- [TASK 1]:
Transcribe the passage from the prefill benchmark notes starting at "Why the activation-precision" and ending at "launch- or attention-quadratic-bound.".
- [TASK 2]:
In the prefill benchmark notes, how much does prefill time increase per additional 8k tokens above 8k?

- [SELECTED EXTRACT]:
◆ ◆ ◆ ◆

TP4 for this checkpoint is not yet benched — see To-do. Given W4A8-TP2 already leads on both TTFT and per-GPU, W4A8-TP4 is the most likely config to beat the FP8-TP4 892 ms absolute latency.

Why the activation-precision lever doesn't help

At prefill batch sizes, the DeepSeek-V4-Flash MoE (top-6 of 256 small experts) is weight-bandwidth-bound, not compute-bound on the expert GEMM. INT4 weights are already the bandwidth-optimal format, and Marlin's INT4→BF16 path already matches the Cutlass W4A8 kernel in practice. Switching activations from BF16/FP8-implicit to FP8 changes the activation precision but not the dominant cost. The compute-bound portion of prefill is dominated by format-shared work — FP8-block MLA attention and the sparse / Lightning-indexer passes over long context — which is identical across all three checkpoints.

The prefill ceiling is architectural on Hopper

  • Prefill scales linearly above 8k tokens (+547 ms per +8k) with GPUs at ~100% util and ~690 W (near TDP) → tensor-core-bound, not launch- or attention-quadratic-bound.
  • The two kernel improvements that would help — native NVFP4 MoE GEMM and the FP4 Lightning-indexer cache — are Blackwell-only (SM100). On Hopper, sglang/vLLM fall back to Marlin.

◆ ◆ ◆ ◆

- [LISTING]:
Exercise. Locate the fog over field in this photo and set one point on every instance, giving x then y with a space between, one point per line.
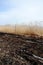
22 29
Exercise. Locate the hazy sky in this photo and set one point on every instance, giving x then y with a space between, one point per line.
21 11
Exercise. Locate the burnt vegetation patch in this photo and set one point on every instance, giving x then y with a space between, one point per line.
21 49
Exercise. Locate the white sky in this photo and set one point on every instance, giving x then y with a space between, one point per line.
21 12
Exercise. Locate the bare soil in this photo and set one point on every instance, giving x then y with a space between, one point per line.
21 49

◆ ◆ ◆ ◆

- [FINISHED ANSWER 1]:
Why the activation-precision lever doesn't help

At prefill batch sizes, the DeepSeek-V4-Flash MoE (top-6 of 256 small experts) is weight-bandwidth-bound, not compute-bound on the expert GEMM. INT4 weights are already the bandwidth-optimal format, and Marlin's INT4→BF16 path already matches the Cutlass W4A8 kernel in practice. Switching activations from BF16/FP8-implicit to FP8 changes the activation precision but not the dominant cost. The compute-bound portion of prefill is dominated by format-shared work — FP8-block MLA attention and the sparse / Lightning-indexer passes over long context — which is identical across all three checkpoints.

The prefill ceiling is architectural on Hopper

  • Prefill scales linearly above 8k tokens (+547 ms per +8k) with GPUs at ~100% util and ~690 W (near TDP) → tensor-core-bound, not launch- or attention-quadratic-bound.

- [FINISHED ANSWER 2]:
547 ms